__Given instruction__
Render every line of the records below as a numbered list, omitting any blank lines.

══ Records provided ══

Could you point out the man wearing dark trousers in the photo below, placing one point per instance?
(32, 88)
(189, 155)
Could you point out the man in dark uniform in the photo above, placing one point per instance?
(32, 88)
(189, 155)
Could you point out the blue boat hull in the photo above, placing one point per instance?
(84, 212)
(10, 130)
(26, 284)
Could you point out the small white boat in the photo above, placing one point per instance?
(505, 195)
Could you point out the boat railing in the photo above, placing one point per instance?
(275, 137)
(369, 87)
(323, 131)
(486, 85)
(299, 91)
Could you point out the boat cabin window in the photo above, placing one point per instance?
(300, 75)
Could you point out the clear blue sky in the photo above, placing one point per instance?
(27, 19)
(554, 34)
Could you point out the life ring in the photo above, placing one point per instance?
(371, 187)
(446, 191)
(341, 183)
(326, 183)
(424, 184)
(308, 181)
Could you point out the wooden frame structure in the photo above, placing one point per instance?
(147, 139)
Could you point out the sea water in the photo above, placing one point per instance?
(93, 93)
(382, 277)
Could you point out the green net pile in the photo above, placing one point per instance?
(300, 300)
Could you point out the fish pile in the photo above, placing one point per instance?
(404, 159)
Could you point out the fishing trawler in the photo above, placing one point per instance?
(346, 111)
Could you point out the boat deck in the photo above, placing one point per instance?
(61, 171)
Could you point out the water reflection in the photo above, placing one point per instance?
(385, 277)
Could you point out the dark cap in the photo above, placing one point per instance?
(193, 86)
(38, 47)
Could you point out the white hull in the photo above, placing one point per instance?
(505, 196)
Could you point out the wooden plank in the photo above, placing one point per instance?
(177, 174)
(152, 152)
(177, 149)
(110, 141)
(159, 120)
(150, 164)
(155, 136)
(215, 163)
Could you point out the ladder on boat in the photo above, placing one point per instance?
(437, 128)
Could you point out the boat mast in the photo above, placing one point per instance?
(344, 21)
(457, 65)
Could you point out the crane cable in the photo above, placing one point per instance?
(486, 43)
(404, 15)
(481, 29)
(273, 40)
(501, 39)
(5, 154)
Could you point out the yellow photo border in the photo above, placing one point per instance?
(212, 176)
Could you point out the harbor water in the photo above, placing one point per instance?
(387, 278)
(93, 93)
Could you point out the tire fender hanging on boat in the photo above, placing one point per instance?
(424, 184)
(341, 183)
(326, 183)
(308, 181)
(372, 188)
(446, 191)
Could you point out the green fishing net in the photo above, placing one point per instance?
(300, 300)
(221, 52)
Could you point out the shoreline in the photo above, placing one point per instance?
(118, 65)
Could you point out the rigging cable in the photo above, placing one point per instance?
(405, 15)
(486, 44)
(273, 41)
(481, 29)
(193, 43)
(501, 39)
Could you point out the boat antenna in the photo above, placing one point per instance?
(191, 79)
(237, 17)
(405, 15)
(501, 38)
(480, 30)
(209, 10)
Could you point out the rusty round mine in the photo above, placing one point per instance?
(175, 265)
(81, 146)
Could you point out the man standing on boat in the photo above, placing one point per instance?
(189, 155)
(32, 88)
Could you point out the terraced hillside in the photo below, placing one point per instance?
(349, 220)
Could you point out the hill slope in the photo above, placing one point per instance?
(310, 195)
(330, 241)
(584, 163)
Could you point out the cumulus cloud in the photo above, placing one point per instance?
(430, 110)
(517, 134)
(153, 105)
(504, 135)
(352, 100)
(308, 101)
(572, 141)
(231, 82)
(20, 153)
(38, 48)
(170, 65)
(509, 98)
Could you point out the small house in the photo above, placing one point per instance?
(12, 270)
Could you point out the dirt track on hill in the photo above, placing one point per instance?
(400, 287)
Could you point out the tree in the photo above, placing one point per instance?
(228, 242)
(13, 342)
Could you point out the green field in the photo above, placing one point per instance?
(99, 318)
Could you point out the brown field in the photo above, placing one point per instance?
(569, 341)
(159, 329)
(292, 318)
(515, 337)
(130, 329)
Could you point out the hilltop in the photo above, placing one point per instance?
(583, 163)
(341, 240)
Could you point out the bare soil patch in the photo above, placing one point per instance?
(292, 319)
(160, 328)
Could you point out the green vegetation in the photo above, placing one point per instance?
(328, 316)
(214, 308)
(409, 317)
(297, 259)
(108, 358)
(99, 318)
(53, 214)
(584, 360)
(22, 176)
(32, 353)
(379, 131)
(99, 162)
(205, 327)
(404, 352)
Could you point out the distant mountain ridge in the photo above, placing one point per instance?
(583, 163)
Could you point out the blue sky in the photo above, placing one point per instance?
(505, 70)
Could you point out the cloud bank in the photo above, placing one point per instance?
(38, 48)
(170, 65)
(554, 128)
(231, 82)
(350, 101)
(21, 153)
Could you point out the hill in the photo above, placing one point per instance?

═══

__Answer for the task__
1. Could you point out the man wearing dark trousers in the photo below, placing one point per instance?
2. (32, 88)
3. (189, 155)
4. Could you point out the man in dark uniform in the photo above, placing one point per instance?
5. (32, 88)
6. (189, 155)
7. Could you point out the blue boat hull in the photo above, placing one point per instance?
8. (84, 212)
9. (10, 130)
10. (26, 284)
11. Could you point out the small white boat in the photo above, placing one point per instance?
12. (505, 195)
13. Could you point out the boat railing in the photo above, placing one point per instance?
14. (275, 137)
15. (369, 87)
16. (323, 131)
17. (486, 85)
18. (299, 91)
19. Could you point out the boat cabin window in the photo above, placing one point per instance?
20. (300, 75)
21. Could you point out the clear blue sky in the photo above, placing one point per instance?
22. (27, 19)
23. (554, 34)
24. Could you point out the life ring in the photo above, placing one point per instance?
25. (371, 187)
26. (446, 191)
27. (341, 183)
28. (326, 183)
29. (424, 184)
30. (308, 181)
31. Could you point out the wooden frame structure in the photo above, placing one point per instance?
32. (147, 139)
33. Could you point out the sea water in the photo above, placing one point per instance?
34. (93, 93)
35. (382, 277)
36. Could you point out the green net pile in the photo above, placing one point per instance?
37. (300, 300)
38. Could you point out the fish pile in the photo above, placing one point per instance?
39. (404, 159)
40. Could you point out the fishing trawler in the photo above, placing one point per instance?
41. (346, 111)
42. Could you point out the boat deck in the photo above, placing one point per instance?
43. (61, 171)
44. Could you point out the water reflection in the photo above, placing one point per instance?
45. (385, 277)
46. Could you point out the dark cap in the photo above, placing one point per instance?
47. (193, 86)
48. (38, 47)
49. Could you point out the white hull in the photo above, placing one point per instance?
50. (505, 196)
51. Could you point out the wooden plank in the photo above, placing one point per instance?
52. (177, 174)
53. (152, 152)
54. (177, 149)
55. (110, 141)
56. (159, 120)
57. (150, 164)
58. (155, 136)
59. (215, 163)
60. Could you point out the ladder on boat in the photo above, placing one point per instance?
61. (437, 128)
62. Could you point out the boat mast in the photo above, placing one point per instance?
63. (344, 21)
64. (457, 65)
65. Could you point out the crane cable in the photo above, placing one point per instance?
66. (486, 43)
67. (404, 15)
68. (481, 29)
69. (273, 40)
70. (501, 39)
71. (5, 154)
72. Could you point out the yellow photo border in the photo above, placing one point per instance?
73. (212, 176)
74. Could you point out the harbor water in the photo above, placing one point per instance?
75. (387, 278)
76. (93, 93)
77. Could you point out the tire fender hanging on boat in the photo above, placing one point per instance?
78. (424, 184)
79. (341, 183)
80. (326, 183)
81. (308, 181)
82. (372, 188)
83. (446, 191)
84. Could you point out the green fishing net in the photo above, placing one point per instance?
85. (300, 300)
86. (221, 52)
87. Could you point out the shoreline in the photo above, placing one point per instance?
88. (118, 65)
89. Could you point out the rigging cable in the photo above, placing one point per instance?
90. (405, 15)
91. (486, 44)
92. (273, 41)
93. (481, 29)
94. (193, 43)
95. (501, 39)
96. Could you point out the boat antenna in the photo above, placing one point per instance?
97. (191, 79)
98. (237, 17)
99. (405, 15)
100. (501, 38)
101. (480, 30)
102. (209, 10)
103. Could you point out the rusty round mine in the photo above, placing one point per instance?
104. (175, 265)
105. (81, 146)
106. Could you point out the man standing on boat in the photo above, placing one point per instance?
107. (189, 155)
108. (32, 88)
109. Could you point out the terraced hillside in the photo below, placing one point per instance?
110. (349, 220)
111. Could you point out the hill slope in the photo above, placing one point per instance?
112. (310, 195)
113. (330, 241)
114. (584, 163)
115. Could you point out the cumulus cloud in the photo above, placing one point per instance?
116. (430, 110)
117. (517, 134)
118. (153, 105)
119. (504, 135)
120. (352, 100)
121. (308, 101)
122. (572, 141)
123. (231, 82)
124. (20, 153)
125. (38, 48)
126. (170, 65)
127. (509, 98)
128. Could you point out the small house in the photo above, placing one point per instance?
129. (12, 270)
130. Could you point out the dirt track on hill in the photo above, placing one point per instance?
131. (400, 287)
132. Could you point out the tree in the photo above, placing one point per instance?
133. (228, 242)
134. (13, 342)
135. Could you point out the green field in the photo above, placing one point per instance?
136. (99, 318)
137. Could you point out the brown field in the photo above, placing one point per instance?
138. (569, 341)
139. (159, 329)
140. (292, 318)
141. (515, 337)
142. (130, 329)
143. Could you point out the hilltop in the photo above, placing one point per instance?
144. (583, 163)
145. (341, 240)
146. Could you point out the bare soil patch in the photo above, placing one point per instance?
147. (292, 319)
148. (160, 328)
149. Could you point out the green vegetation in the photo above, placing one point per instance?
150. (328, 316)
151. (214, 308)
152. (409, 317)
153. (297, 259)
154. (108, 358)
155. (99, 318)
156. (53, 214)
157. (584, 360)
158. (22, 176)
159. (32, 353)
160. (379, 131)
161. (99, 162)
162. (205, 327)
163. (404, 352)
164. Could you point out the distant mountain ridge in the photo above, placing one point per instance?
165. (583, 163)
166. Could you point out the blue sky in the photo above, placing one point per instance?
167. (505, 70)
168. Could you point out the cloud bank in the photo above, placing one point per instance?
169. (38, 48)
170. (170, 65)
171. (554, 128)
172. (231, 82)
173. (350, 101)
174. (21, 153)
175. Could you point out the hill in the photo above, placing one point per instance?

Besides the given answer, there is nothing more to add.